— EXERCISE DETAILS —
Starting from the line containing "Please locate the man", write out the rest of the entries exactly, through the final line, including nothing else.

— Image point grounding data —
>>>

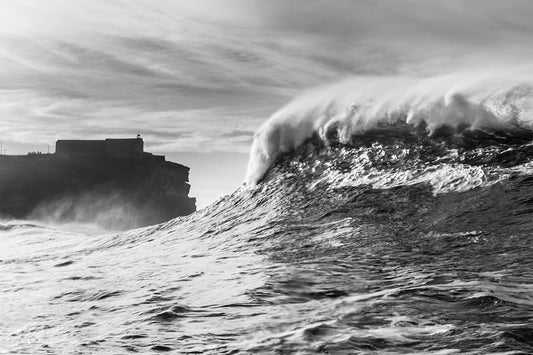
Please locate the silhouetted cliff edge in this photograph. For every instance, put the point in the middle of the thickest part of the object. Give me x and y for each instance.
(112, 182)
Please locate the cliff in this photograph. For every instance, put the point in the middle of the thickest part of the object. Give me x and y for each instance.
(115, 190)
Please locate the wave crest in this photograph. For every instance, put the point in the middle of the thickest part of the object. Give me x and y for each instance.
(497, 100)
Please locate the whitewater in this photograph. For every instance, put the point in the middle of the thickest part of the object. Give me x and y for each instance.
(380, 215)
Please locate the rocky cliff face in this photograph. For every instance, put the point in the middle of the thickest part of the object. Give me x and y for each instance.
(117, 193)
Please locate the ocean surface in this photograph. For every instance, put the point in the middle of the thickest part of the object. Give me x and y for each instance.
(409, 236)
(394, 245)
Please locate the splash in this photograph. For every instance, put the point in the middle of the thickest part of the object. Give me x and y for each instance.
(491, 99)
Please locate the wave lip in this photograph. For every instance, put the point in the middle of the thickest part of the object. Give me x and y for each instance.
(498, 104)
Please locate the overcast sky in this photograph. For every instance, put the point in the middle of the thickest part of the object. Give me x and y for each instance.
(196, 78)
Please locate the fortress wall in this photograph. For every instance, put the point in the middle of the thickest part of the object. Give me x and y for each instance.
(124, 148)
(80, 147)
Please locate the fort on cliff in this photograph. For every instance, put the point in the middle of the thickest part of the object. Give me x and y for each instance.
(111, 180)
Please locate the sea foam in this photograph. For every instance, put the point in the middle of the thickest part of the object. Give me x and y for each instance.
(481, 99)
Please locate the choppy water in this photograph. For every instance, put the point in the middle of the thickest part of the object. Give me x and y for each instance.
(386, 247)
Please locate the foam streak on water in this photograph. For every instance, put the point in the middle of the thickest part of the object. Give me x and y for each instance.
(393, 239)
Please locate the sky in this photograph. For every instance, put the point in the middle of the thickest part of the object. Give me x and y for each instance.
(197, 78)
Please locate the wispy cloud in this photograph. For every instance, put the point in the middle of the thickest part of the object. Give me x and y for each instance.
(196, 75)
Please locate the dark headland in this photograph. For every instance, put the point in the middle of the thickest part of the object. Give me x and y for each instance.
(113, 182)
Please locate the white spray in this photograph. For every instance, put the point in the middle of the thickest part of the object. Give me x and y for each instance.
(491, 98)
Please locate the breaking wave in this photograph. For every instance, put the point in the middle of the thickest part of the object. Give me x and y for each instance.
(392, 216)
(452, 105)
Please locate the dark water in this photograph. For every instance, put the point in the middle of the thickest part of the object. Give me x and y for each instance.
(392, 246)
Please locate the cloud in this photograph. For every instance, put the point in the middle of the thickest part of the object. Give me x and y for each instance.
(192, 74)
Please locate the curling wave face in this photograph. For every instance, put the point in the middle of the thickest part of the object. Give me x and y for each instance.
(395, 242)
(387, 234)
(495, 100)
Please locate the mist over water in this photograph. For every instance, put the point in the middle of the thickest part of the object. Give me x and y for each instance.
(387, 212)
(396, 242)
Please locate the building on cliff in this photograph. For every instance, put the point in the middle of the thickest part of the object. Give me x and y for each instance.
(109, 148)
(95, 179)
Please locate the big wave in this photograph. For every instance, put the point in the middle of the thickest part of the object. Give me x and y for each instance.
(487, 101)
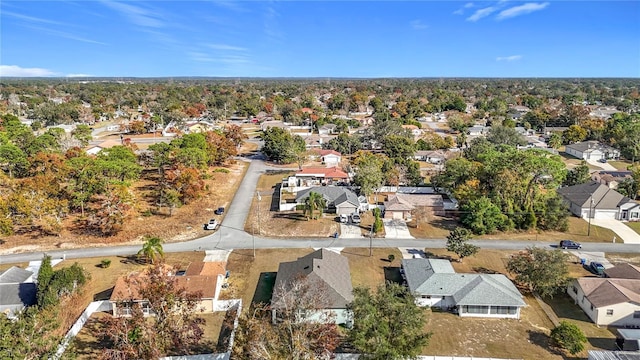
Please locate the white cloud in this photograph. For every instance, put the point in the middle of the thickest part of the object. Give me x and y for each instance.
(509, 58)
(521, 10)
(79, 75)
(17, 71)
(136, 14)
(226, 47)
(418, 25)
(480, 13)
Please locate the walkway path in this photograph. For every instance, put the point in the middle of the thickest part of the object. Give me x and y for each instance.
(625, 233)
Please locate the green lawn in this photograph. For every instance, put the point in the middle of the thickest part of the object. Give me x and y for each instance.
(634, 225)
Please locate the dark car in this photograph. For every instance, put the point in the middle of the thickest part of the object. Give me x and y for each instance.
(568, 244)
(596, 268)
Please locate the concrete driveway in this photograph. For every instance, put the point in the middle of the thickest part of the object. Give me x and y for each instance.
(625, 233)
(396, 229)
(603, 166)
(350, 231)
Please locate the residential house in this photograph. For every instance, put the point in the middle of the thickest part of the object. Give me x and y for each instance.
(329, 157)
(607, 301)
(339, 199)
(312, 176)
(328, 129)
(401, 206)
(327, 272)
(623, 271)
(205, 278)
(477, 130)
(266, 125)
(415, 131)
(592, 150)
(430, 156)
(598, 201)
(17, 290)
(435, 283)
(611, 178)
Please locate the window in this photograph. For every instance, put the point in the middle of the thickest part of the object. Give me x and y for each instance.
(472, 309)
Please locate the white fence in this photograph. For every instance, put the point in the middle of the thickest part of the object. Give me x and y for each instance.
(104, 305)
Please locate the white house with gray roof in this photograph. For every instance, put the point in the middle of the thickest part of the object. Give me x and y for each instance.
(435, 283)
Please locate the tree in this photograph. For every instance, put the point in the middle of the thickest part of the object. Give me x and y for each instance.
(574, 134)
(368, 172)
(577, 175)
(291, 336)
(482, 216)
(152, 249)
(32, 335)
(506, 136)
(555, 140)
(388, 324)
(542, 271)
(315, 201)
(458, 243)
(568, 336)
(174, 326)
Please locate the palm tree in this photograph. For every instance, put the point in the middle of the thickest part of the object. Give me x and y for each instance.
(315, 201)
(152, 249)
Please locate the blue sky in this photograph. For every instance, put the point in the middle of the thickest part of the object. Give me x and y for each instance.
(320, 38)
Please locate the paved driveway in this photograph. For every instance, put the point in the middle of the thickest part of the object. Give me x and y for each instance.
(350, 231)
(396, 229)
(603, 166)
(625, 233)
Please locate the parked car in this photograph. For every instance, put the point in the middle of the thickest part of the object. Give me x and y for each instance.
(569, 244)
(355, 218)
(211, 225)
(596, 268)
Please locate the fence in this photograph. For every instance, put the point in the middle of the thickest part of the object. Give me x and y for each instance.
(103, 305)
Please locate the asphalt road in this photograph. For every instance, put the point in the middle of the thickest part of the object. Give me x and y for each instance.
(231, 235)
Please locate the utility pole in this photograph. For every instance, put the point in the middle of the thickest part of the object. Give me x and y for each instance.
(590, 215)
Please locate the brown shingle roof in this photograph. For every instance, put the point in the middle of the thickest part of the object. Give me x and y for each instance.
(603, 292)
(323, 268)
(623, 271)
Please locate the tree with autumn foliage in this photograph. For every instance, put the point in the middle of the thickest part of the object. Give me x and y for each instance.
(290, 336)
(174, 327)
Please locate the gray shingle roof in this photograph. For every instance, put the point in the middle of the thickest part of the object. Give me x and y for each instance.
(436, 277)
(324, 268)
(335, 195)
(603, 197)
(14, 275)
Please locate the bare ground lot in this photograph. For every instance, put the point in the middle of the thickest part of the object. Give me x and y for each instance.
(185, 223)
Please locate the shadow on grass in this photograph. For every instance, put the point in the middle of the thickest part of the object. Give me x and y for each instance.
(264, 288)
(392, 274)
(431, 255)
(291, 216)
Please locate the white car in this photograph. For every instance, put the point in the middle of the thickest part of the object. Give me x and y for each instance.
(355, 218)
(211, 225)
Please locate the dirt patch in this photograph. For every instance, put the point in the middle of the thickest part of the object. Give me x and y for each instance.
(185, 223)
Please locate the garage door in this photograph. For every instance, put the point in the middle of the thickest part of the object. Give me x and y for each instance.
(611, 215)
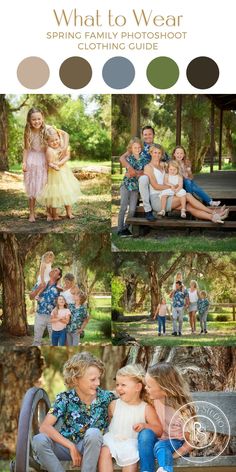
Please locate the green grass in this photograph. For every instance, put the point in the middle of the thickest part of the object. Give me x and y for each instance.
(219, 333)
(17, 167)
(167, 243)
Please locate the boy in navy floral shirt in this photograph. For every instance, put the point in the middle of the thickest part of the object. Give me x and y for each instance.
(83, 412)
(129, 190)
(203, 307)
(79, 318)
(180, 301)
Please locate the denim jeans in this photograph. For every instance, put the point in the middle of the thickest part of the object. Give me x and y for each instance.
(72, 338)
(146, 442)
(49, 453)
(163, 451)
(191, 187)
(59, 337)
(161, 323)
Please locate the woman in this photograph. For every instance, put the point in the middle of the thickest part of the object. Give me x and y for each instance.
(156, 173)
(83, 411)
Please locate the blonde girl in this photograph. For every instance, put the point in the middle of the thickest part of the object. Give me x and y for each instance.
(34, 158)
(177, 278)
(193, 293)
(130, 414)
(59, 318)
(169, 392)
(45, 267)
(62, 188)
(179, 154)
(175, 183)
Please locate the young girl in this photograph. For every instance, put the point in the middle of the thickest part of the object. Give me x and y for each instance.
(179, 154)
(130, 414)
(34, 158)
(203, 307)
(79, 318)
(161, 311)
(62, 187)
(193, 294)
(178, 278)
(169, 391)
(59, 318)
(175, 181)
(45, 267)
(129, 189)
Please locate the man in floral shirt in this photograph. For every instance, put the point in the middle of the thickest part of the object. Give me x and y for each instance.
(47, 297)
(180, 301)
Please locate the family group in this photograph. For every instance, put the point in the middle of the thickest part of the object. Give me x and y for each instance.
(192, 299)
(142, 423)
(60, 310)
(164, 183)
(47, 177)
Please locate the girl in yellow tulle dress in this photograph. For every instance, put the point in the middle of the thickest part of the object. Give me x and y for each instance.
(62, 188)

<<<

— OUTPUT FOR THIS TASK —
Please locate the man in floral shirt in this photograph. For every instance, put the point in the middle of the thickest part of the object. Give me x and y for each instance.
(47, 297)
(180, 301)
Please locate the family group in this photograph. For every instance, put the point in the middle of the thickest part of the object. Give me x and y for each instance.
(192, 299)
(142, 423)
(60, 310)
(164, 183)
(47, 177)
Please locate the girl in yellow tulle dress in this photograph. For every instance, put the point in the middle of the thickest part of the object. Give me x and y for each instance.
(62, 188)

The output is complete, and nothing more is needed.